## Written task:
Every entry below must appear again, exactly as written.

## Record extracts:
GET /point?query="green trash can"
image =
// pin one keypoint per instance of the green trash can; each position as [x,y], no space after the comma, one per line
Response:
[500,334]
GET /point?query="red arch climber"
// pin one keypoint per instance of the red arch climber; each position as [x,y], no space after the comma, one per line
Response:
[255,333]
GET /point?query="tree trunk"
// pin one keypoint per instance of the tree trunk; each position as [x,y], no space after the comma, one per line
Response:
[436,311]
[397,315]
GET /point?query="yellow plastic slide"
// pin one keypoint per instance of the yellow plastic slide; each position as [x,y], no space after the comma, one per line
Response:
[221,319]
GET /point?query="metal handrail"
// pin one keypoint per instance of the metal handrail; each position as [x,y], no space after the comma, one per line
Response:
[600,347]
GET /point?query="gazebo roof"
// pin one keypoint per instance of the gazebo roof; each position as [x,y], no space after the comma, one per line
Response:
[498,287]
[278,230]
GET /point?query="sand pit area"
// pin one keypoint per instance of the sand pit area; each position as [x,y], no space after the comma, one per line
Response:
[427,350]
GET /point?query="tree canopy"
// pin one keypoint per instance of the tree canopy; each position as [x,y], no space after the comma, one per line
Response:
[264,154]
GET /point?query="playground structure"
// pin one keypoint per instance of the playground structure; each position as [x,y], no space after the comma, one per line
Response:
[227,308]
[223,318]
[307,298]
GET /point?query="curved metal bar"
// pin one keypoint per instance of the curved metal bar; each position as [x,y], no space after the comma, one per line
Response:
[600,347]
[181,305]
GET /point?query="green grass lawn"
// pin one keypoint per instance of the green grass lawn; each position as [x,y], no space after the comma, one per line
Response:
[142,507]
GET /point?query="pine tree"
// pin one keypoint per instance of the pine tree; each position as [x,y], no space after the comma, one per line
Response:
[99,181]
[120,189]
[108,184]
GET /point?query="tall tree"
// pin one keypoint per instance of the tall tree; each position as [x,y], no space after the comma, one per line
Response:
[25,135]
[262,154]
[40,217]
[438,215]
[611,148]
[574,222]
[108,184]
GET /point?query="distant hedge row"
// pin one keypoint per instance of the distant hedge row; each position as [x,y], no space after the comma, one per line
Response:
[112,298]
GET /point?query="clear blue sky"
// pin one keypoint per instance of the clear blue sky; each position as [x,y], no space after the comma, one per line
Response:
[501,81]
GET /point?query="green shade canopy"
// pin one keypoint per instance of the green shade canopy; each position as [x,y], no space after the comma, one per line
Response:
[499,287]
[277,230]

## Full response:
GET /point?query="green trash can"
image =
// pin one keypoint per instance of the green trash can; each position as [x,y], no space after the comma, one per line
Response:
[500,334]
GET /point?query="red arch climber"
// pin one keypoint per instance of the red arch climber; each position as [x,y], no space after the comma, one per line
Response:
[255,333]
GET /point?query="tree trunk"
// pin one keypoint per instance of the tree trunk; each position as [x,y], no space after the comma, one per line
Response:
[436,311]
[397,315]
GET /point?query="yellow plastic slide"
// pin one keypoint per instance of the yellow plastic slide; each position as [x,y], no space after the comma, one per line
Response:
[221,319]
GET /point?query="metal handrail"
// pin one keypoint per instance of the metal handrail; each position as [x,y], no space after the comma, one per line
Response:
[600,347]
GET /point?query="gazebo roof"
// pin one keypoint per instance of the gazebo roof; each position as [x,y], no space after the comma, one per line
Response:
[498,287]
[278,230]
GET /point?query="sand pit area"
// pin one keypoint per instance of the sand pit area; each position as [x,y], no space after the comma, one per line
Response:
[427,350]
GET /point?query="tree canopy"
// pin one keypoint per instance of the tree canopy; each position as [x,y], no space after the comma, one per line
Response:
[264,154]
GET /point?query="playground structure"
// pin one keypoint per instance of the playground structure; each position as [x,y], no space after the comma, one per line
Response:
[227,308]
[223,318]
[307,298]
GET /point?query="curved metal bar"
// pin one keypoint per instance of the curved metal bar; each position as [x,y], no space after the comma, one per line
Response:
[600,347]
[181,305]
GET /point?query="green grass lawn"
// pin one keypoint per instance of the green grass lawn; each position as [x,y], no space after the comma, one per line
Response:
[142,507]
GET /point?query="pine tree"
// pin one keypoint per instance of the pine tree; each position as [x,y], no space after the comma, one per line
Response:
[99,181]
[120,189]
[108,184]
GET /point?query="tall tree"
// pin one keypoint per instance of the tall tree; each position as [x,y], no space after the comma, one per line
Response:
[25,135]
[262,154]
[40,217]
[438,215]
[611,148]
[574,222]
[108,184]
GET /point?query="distant hedge row"
// pin one keypoint per instance of the distant hedge row; each position as [x,y], no space after the comma, one per line
Response:
[112,298]
GET /point?query="clear blue sky"
// pin one keypoint per instance of the clear blue sky; each position as [x,y], no space after the comma, one per line
Response:
[501,81]
GET /point?query="green shade canopy"
// pin one keypoint per instance of the green shade canopy; each position as [x,y], no space after the comma, one per line
Response:
[499,287]
[277,230]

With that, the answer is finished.